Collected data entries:
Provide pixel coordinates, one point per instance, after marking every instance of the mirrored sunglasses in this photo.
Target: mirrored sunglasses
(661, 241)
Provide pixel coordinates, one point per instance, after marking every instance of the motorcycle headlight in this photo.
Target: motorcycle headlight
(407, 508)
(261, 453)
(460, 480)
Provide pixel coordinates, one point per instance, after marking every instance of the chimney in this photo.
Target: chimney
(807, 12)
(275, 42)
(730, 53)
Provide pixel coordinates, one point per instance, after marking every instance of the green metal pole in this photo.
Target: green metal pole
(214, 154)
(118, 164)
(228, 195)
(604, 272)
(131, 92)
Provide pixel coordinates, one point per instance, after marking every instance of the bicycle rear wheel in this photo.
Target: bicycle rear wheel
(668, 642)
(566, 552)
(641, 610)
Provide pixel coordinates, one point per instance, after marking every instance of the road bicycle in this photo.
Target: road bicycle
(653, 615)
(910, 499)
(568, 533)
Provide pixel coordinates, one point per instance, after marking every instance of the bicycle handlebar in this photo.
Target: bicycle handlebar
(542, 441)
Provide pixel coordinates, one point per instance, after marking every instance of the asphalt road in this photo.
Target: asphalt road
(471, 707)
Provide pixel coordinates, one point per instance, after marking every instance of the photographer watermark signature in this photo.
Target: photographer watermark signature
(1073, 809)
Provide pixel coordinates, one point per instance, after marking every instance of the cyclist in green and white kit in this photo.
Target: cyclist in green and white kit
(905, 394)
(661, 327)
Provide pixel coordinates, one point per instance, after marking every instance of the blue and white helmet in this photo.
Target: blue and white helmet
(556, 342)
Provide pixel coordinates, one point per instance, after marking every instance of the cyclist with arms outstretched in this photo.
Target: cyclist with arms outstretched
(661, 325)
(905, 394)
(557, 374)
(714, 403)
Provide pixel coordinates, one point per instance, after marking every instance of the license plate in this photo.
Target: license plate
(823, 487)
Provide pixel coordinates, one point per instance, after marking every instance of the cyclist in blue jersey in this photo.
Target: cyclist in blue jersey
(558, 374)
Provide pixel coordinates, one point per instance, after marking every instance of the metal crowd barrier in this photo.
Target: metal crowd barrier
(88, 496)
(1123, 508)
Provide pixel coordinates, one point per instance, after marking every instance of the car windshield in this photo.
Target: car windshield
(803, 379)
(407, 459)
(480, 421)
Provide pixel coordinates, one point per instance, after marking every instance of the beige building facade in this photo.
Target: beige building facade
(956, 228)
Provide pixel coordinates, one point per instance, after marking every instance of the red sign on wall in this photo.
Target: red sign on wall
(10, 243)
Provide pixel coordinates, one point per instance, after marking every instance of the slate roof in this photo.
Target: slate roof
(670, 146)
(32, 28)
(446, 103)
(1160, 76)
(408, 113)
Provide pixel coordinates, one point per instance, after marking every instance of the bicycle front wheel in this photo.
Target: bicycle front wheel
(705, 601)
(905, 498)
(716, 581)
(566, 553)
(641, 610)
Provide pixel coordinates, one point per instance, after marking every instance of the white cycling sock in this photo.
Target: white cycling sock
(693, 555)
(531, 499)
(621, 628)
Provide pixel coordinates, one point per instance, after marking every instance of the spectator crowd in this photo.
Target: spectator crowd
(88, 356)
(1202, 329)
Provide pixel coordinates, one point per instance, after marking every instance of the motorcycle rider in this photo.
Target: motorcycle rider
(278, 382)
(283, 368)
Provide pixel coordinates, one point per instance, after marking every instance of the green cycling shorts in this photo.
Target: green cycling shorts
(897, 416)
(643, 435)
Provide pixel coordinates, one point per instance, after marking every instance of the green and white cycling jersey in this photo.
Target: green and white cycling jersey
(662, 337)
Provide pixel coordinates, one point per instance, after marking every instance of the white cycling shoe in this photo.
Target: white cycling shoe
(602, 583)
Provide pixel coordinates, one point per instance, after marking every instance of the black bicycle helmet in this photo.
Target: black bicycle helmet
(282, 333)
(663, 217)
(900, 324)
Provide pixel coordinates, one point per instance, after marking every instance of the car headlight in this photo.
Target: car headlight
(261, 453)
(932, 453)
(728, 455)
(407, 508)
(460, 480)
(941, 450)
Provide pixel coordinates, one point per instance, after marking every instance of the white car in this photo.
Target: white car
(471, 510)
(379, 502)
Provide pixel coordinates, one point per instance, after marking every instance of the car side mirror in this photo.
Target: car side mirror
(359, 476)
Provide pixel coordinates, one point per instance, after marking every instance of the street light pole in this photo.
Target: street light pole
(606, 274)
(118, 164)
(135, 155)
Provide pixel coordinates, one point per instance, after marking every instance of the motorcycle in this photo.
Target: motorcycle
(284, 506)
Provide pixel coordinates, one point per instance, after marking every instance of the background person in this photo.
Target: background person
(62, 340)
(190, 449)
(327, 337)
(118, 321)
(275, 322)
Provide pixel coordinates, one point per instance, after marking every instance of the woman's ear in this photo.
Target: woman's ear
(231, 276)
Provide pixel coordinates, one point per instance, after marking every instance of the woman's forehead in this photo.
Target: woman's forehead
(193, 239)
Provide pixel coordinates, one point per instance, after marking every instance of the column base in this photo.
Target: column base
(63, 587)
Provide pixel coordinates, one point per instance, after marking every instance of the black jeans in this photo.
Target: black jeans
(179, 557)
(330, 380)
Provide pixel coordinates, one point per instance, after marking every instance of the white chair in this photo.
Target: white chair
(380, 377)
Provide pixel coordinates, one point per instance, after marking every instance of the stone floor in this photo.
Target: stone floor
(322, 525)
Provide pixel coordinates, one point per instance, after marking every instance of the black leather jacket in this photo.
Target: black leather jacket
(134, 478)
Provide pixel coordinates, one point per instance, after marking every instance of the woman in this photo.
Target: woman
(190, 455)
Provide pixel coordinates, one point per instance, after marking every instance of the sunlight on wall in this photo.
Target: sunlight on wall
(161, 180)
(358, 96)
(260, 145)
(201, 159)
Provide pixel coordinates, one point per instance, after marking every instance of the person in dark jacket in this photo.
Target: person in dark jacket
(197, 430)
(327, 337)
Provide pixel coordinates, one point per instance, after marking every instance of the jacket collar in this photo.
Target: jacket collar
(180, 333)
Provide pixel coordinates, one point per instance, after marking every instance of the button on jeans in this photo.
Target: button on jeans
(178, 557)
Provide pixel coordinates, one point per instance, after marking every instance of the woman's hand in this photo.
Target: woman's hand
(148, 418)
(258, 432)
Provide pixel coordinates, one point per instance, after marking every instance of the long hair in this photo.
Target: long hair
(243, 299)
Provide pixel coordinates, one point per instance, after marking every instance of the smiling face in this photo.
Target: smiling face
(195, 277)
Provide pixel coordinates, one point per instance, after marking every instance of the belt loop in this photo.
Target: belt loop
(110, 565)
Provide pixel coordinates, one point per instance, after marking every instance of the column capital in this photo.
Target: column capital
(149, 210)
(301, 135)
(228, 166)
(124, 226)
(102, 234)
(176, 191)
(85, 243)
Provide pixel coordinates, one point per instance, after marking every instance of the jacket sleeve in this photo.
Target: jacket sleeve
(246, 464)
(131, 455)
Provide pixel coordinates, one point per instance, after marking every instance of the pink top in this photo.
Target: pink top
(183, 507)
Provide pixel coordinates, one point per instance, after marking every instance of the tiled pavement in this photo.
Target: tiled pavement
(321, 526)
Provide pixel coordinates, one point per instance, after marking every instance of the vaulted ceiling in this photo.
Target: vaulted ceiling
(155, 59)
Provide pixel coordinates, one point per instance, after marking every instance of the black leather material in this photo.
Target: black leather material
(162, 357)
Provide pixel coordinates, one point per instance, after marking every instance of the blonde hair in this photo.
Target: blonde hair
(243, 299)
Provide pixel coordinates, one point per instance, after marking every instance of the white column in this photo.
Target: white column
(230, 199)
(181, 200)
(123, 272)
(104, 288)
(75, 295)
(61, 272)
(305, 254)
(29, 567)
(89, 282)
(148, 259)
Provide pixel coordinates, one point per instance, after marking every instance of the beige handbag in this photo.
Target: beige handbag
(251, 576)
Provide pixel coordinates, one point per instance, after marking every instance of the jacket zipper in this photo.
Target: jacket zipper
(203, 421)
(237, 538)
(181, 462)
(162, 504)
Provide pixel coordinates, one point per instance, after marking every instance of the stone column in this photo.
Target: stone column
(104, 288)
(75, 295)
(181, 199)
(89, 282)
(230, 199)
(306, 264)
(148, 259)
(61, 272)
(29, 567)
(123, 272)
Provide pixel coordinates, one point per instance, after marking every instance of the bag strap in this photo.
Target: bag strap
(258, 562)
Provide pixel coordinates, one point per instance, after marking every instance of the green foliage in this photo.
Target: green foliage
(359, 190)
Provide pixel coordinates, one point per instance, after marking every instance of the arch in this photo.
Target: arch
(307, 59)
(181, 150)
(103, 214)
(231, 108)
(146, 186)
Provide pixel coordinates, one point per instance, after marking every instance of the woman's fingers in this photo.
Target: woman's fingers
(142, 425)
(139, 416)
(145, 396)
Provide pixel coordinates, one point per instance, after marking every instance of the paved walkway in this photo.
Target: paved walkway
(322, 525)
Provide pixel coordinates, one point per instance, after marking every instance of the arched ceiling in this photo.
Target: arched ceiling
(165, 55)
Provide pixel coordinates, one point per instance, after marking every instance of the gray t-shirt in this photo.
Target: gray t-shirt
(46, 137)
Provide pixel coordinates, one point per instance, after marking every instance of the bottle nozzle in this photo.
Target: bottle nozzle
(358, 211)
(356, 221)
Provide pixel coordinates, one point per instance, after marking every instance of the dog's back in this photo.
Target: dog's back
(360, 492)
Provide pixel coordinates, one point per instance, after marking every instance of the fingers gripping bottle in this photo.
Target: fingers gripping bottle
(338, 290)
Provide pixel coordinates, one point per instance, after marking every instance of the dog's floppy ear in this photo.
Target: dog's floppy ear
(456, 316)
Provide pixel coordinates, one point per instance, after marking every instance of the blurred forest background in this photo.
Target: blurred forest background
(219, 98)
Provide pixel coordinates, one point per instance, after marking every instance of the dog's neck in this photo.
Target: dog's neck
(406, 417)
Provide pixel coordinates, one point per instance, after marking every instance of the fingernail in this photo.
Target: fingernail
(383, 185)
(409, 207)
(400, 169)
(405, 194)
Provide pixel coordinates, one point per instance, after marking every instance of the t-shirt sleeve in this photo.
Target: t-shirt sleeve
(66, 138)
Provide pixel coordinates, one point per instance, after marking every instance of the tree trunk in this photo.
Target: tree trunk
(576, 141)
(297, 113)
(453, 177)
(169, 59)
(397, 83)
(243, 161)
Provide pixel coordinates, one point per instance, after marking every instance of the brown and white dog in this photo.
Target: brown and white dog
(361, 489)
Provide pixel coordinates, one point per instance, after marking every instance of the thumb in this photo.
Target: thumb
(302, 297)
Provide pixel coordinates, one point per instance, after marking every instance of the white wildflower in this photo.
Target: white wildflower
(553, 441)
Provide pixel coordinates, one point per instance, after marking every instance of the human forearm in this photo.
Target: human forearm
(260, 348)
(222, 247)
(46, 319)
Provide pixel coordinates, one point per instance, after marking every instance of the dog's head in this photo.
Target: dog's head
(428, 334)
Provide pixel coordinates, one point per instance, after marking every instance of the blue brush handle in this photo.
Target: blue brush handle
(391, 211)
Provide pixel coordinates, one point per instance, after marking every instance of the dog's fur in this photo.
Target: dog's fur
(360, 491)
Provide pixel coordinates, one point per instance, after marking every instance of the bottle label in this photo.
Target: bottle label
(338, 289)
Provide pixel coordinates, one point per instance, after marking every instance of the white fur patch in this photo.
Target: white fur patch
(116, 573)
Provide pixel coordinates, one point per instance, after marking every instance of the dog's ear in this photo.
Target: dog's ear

Task to carry out: Take the line that contains "patch in this photo." and each line after it down to the last of the records, and retype them exactly; add nothing else.

Exercise output:
Provide pixel coordinates, one point per instance, after marking every instance of the white fur patch in this photo.
Target: white fur patch
(116, 573)
Provide pixel coordinates, one point per instance, after marking every instance of the dog's ear in this photo.
Target: dog's ear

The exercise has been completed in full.